Extracted data:

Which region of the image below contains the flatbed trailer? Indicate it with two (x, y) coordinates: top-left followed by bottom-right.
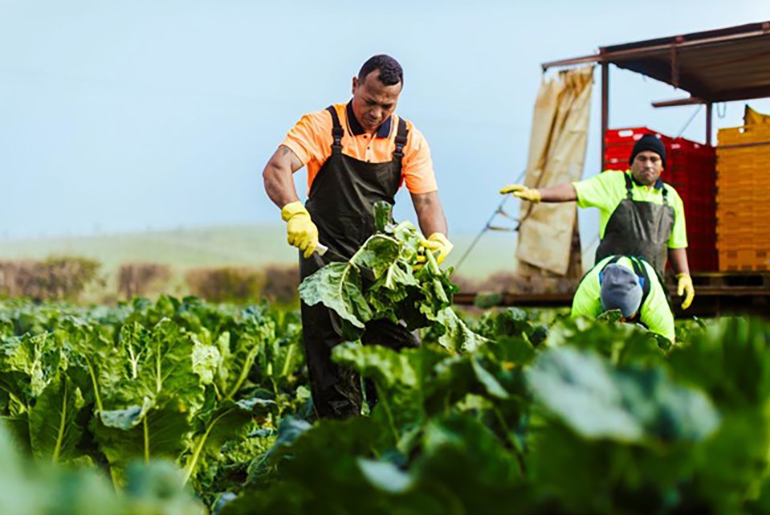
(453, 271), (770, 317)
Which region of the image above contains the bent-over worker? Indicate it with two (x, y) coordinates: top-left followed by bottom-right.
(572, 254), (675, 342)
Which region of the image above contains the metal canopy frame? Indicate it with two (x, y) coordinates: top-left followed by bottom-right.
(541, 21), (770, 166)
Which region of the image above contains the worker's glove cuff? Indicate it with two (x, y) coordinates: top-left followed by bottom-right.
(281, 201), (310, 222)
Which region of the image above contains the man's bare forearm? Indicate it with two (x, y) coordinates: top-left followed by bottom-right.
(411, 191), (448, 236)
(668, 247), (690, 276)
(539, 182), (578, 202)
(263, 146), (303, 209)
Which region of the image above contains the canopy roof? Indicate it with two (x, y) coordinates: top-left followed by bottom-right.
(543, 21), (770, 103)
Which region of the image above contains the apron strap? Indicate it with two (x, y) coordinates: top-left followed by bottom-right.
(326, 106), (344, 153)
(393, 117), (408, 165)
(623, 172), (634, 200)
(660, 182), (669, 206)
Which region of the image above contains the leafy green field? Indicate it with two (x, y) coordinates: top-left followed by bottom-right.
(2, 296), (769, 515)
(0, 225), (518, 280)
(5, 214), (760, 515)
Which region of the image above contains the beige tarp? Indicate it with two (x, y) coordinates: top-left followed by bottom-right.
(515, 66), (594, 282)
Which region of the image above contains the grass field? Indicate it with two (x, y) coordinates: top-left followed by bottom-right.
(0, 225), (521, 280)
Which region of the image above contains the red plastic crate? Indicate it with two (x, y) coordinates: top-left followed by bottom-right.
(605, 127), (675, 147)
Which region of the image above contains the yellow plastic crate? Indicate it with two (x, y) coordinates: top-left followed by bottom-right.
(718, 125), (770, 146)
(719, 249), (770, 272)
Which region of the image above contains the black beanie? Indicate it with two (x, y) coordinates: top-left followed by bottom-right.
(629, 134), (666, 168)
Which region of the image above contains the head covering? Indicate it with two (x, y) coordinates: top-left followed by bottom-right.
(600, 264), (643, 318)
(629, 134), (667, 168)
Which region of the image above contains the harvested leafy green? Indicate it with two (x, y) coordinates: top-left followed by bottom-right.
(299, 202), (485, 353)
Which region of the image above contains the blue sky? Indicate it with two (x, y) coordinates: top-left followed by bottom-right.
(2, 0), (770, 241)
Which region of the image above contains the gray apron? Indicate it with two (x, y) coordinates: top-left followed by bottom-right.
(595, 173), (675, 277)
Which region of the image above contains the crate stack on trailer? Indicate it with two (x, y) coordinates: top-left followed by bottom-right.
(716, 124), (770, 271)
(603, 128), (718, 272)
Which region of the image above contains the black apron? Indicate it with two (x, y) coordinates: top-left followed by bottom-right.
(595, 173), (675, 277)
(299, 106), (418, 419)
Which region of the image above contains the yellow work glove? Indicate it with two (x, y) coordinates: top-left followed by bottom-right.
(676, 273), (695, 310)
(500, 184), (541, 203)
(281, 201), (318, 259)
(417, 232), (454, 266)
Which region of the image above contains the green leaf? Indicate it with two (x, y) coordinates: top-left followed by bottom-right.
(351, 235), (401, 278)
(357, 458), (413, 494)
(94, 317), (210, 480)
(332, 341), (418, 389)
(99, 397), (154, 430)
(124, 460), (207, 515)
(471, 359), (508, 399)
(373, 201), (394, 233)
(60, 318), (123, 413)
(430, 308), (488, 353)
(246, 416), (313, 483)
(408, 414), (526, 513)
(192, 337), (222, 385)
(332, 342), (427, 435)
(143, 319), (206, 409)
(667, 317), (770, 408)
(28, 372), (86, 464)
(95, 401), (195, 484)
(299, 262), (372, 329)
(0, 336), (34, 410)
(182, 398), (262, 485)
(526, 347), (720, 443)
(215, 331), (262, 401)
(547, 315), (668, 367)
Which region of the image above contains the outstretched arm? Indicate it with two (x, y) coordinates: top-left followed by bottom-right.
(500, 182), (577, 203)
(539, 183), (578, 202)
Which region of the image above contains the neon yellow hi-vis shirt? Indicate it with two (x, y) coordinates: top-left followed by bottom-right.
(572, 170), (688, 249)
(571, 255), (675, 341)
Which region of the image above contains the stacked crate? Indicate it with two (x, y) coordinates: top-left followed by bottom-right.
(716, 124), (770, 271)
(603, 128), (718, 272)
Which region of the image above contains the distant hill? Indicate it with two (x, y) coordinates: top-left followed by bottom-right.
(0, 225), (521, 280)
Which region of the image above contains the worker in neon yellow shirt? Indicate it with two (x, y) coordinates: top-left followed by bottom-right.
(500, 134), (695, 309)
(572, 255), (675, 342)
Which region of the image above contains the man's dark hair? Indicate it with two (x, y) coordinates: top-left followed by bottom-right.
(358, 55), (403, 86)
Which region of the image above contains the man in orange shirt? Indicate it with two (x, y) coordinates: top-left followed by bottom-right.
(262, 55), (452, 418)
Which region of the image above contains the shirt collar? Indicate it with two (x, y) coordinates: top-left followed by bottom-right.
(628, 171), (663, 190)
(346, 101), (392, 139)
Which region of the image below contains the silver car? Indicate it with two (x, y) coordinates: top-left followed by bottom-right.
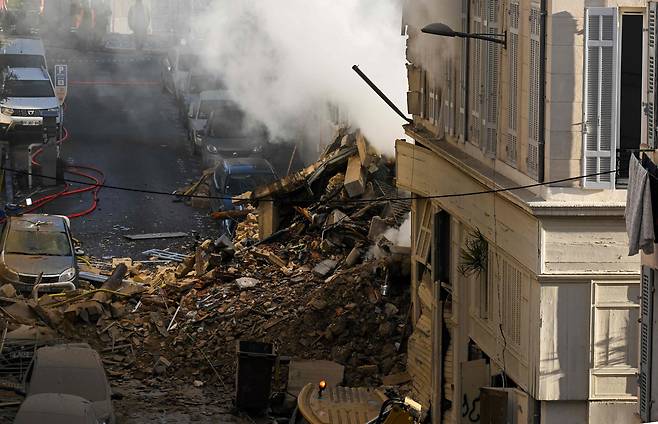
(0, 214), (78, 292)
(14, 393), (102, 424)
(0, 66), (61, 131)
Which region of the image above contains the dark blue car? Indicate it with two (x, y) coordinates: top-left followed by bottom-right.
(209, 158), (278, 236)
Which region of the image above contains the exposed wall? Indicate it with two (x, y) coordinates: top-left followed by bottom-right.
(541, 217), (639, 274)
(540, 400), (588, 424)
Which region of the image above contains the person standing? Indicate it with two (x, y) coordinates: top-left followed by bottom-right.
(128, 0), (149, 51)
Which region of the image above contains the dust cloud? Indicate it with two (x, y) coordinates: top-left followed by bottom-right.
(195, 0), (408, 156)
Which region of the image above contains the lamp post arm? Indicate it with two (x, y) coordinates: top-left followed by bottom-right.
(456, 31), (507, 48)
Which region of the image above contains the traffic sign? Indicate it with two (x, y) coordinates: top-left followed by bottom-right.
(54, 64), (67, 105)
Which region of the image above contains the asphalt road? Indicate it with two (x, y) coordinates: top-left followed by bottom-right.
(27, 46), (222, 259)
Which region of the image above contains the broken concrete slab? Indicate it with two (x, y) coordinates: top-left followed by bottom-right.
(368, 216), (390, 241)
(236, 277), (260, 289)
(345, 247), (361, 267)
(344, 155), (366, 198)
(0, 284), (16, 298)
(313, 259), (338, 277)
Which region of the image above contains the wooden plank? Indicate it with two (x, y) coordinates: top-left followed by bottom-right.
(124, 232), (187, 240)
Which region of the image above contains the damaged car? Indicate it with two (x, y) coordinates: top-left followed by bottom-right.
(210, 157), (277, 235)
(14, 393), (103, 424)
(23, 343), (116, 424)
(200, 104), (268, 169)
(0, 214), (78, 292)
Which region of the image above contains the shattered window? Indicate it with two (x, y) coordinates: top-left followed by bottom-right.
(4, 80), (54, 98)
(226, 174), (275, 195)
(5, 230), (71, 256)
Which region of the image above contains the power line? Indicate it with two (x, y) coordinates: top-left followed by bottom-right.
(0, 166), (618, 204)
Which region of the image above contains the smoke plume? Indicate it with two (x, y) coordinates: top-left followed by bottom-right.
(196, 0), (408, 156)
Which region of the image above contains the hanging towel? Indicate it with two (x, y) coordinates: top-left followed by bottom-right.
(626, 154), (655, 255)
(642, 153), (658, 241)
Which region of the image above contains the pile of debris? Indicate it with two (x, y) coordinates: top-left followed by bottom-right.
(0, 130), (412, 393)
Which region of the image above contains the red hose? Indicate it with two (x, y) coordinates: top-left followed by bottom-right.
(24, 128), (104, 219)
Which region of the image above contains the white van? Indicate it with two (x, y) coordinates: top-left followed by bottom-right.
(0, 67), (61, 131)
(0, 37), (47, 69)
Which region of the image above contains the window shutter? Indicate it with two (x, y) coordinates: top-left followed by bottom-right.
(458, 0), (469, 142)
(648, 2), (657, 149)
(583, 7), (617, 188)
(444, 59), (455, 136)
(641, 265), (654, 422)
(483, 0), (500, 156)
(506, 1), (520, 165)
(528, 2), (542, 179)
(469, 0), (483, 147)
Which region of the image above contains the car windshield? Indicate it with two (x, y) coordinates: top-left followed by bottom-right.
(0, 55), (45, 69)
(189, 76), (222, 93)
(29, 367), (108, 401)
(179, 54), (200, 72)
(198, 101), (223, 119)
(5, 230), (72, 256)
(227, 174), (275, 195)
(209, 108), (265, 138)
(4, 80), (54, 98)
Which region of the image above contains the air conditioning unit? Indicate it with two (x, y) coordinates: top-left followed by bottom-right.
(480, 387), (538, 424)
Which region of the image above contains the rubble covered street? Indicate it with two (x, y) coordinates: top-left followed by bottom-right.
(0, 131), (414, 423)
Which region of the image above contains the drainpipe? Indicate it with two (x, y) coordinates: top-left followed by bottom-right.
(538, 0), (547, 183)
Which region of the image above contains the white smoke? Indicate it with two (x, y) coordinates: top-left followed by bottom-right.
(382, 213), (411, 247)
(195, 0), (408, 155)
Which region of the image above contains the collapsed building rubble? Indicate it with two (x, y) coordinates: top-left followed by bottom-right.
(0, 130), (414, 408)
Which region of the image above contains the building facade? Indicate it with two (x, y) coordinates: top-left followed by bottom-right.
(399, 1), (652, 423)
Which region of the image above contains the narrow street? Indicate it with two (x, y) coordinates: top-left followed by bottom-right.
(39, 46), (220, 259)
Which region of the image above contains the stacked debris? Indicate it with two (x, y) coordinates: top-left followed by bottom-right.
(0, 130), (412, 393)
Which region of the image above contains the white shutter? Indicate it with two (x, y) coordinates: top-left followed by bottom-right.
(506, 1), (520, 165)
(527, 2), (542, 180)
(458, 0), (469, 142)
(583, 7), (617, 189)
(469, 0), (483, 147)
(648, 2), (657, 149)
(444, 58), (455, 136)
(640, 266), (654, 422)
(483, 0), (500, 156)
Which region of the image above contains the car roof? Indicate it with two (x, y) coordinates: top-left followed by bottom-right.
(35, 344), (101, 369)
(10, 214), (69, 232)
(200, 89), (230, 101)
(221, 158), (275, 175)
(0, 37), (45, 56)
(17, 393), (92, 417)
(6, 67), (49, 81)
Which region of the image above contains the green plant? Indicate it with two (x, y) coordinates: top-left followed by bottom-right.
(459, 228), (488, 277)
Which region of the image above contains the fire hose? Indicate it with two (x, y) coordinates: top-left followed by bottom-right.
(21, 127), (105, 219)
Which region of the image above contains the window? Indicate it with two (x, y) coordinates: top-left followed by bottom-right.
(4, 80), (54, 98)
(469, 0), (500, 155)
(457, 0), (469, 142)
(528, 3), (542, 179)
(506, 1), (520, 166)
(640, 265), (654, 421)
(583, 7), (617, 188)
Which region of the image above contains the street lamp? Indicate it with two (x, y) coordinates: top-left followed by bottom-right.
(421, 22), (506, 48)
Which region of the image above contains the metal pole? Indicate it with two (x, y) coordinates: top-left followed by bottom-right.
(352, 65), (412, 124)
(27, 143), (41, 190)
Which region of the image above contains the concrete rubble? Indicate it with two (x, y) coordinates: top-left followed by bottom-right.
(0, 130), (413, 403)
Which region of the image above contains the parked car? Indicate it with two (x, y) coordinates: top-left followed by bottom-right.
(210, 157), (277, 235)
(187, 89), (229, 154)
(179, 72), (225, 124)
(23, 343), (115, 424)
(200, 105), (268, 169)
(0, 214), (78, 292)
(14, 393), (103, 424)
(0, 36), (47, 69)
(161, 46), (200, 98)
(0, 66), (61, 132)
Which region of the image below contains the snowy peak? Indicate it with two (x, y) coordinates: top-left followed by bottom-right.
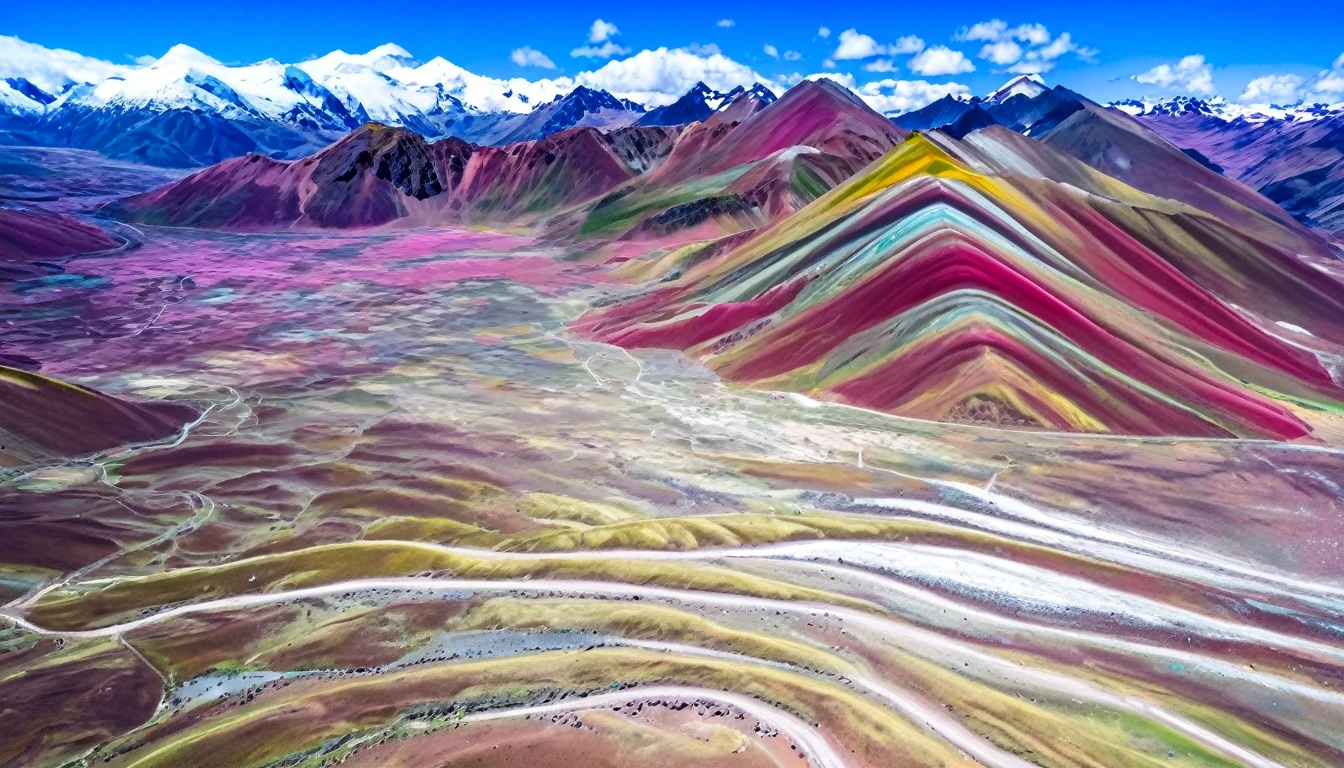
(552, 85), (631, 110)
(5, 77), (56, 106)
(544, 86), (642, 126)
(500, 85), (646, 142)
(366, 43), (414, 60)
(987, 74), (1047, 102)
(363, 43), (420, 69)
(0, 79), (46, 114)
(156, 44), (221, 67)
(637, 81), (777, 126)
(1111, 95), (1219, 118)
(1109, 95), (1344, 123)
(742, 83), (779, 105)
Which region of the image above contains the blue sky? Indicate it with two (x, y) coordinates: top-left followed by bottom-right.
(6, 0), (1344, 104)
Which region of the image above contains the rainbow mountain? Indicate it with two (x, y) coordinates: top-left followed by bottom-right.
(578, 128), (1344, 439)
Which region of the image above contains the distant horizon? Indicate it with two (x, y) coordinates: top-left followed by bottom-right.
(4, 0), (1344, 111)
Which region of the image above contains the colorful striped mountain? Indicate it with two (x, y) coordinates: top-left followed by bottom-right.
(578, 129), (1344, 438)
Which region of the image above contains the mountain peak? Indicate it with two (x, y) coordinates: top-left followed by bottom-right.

What to do:
Copy exactly the lines above, from the one containing "Which region of the image above contains the colorful" through the very last line.

Exercise solution:
Which region of the image above contains the colorful striped mountain? Indicate it with two (x, y) coordinates: top-left followed by bottom-right.
(578, 129), (1344, 438)
Which region of the image above contains the mountain peak? Indicate it with two (x, y) coordinates: top-left followed by bottom-right.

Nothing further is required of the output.